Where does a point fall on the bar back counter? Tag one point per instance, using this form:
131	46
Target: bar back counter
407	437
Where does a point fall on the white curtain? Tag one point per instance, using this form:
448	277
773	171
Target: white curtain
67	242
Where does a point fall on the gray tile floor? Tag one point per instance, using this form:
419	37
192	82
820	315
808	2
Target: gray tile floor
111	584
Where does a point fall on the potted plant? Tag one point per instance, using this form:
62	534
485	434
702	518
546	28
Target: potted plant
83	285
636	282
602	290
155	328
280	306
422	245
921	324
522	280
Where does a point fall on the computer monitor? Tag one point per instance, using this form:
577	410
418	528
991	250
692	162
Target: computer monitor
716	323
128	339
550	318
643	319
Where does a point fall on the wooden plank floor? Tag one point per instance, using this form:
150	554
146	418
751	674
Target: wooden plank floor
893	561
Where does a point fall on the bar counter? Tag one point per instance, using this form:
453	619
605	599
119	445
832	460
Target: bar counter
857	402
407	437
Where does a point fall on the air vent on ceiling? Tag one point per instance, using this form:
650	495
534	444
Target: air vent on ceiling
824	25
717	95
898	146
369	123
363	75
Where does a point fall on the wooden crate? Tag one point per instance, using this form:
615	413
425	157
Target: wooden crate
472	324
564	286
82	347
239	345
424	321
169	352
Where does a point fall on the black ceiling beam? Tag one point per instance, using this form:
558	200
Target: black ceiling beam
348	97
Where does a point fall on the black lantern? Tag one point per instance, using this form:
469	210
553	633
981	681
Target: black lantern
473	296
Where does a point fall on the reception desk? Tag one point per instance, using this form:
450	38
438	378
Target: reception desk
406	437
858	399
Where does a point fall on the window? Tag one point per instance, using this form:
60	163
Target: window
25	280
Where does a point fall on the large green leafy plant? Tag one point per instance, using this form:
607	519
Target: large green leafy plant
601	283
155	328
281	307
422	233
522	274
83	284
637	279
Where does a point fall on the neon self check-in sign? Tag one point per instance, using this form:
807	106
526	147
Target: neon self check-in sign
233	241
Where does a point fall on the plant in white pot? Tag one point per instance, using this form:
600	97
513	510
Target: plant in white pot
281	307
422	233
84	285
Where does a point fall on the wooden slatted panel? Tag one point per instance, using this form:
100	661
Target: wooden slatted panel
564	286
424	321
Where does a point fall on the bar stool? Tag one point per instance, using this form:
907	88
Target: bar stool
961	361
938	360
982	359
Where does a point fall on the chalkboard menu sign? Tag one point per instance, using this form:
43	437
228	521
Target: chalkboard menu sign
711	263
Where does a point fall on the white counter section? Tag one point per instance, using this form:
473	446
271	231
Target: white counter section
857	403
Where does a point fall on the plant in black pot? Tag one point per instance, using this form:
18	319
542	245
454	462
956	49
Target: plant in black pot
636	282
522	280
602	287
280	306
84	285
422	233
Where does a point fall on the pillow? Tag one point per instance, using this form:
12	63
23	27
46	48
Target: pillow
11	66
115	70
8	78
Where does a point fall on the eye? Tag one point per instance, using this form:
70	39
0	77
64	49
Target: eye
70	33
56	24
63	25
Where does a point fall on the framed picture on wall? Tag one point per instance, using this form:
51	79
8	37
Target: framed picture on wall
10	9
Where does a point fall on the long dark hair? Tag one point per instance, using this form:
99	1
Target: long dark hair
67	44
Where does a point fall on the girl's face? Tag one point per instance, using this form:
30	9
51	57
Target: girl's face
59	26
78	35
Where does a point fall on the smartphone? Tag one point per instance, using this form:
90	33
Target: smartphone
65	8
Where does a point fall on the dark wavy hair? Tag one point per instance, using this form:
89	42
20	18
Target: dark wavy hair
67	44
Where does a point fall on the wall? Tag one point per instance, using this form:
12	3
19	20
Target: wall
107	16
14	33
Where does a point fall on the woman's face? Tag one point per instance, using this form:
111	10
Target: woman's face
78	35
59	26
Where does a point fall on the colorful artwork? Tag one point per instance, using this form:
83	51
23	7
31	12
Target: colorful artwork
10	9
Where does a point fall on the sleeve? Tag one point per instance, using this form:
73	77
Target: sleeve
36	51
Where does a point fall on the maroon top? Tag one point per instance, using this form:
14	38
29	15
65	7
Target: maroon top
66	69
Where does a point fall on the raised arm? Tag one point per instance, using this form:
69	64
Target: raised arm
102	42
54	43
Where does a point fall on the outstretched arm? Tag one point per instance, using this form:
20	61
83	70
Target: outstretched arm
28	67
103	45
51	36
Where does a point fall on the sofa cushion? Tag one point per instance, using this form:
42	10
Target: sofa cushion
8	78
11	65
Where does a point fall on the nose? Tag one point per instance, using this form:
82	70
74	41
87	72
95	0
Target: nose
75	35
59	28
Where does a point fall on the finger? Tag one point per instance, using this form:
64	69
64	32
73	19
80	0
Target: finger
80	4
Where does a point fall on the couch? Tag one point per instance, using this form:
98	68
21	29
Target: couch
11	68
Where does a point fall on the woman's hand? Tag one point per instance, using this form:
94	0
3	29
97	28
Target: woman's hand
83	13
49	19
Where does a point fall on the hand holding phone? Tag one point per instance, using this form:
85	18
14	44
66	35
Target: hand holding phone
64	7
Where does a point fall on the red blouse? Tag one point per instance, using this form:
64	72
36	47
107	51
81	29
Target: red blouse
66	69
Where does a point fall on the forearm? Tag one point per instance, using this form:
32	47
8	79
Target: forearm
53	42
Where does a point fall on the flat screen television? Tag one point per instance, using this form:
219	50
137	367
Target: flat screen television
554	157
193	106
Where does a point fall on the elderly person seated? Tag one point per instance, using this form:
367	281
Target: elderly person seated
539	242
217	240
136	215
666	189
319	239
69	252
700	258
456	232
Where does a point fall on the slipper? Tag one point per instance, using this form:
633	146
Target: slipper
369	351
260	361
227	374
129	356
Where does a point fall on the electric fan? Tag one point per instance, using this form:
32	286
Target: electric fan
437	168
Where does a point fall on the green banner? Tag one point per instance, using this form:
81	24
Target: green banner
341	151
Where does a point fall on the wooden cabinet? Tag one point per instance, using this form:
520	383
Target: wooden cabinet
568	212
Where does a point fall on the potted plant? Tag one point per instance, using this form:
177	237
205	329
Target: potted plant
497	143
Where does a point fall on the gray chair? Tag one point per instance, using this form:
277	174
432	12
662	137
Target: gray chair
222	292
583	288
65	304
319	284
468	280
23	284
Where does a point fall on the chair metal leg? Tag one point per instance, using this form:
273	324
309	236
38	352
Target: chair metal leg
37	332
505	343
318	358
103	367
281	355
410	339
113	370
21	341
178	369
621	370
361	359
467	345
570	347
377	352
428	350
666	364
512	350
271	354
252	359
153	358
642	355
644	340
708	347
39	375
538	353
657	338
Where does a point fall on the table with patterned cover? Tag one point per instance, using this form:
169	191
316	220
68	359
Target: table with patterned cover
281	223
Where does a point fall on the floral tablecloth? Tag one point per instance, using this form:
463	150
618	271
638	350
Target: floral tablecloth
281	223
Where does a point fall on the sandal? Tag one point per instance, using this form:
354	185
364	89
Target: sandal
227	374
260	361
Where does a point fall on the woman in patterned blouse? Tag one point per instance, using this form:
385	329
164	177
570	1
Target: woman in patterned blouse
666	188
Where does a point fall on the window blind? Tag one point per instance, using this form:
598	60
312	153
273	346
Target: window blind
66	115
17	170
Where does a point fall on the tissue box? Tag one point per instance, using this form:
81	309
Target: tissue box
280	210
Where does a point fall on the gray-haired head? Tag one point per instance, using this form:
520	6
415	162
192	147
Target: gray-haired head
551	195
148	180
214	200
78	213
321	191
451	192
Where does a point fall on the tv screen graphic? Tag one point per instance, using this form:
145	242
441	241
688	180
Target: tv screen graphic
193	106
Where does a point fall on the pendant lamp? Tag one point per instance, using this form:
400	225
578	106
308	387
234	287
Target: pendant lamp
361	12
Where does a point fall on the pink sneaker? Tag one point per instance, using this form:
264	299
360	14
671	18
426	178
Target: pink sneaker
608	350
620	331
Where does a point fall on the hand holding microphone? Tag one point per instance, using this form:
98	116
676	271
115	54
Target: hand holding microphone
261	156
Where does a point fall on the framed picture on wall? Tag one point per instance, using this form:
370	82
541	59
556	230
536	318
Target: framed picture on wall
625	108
══════════
§ **Brief**:
Return exactly, and only, the line containing "Where does a point fall on the tissue" and every line after it through the end of the material.

§ **Solution to the exercise**:
Where does a point fall on the tissue box? Tag one point per instance, using this form:
81	309
Target: tissue box
280	210
Where does a point fall on the gray-haired head? Tag one point per instance, using this form:
520	6
415	162
192	147
Target: gray-haired head
551	195
148	180
214	200
78	213
321	191
451	192
Where does a point fall on the tv screen graphic? Tag one point per instance, using this form:
145	242
441	241
688	180
Target: tv screen graphic
193	106
Where does a point fall on the pendant lamp? Tag one point per instance, using this form:
400	225
578	106
308	387
234	287
Target: pendant lamp
361	12
Where does a point fall on the pink sneaker? Tag one point per instance, using this form:
264	299
360	14
671	18
426	178
Target: pink sneaker
608	350
620	331
Where does a point fall on the hand holding microphone? Tag one point per instance, using this form:
98	116
676	271
115	54
Target: hand holding microphone
261	156
Where does a point fall on the framed picture on wall? Tag one point per instance, using this form:
370	82
541	59
556	230
536	318
Target: framed picture on wall
625	108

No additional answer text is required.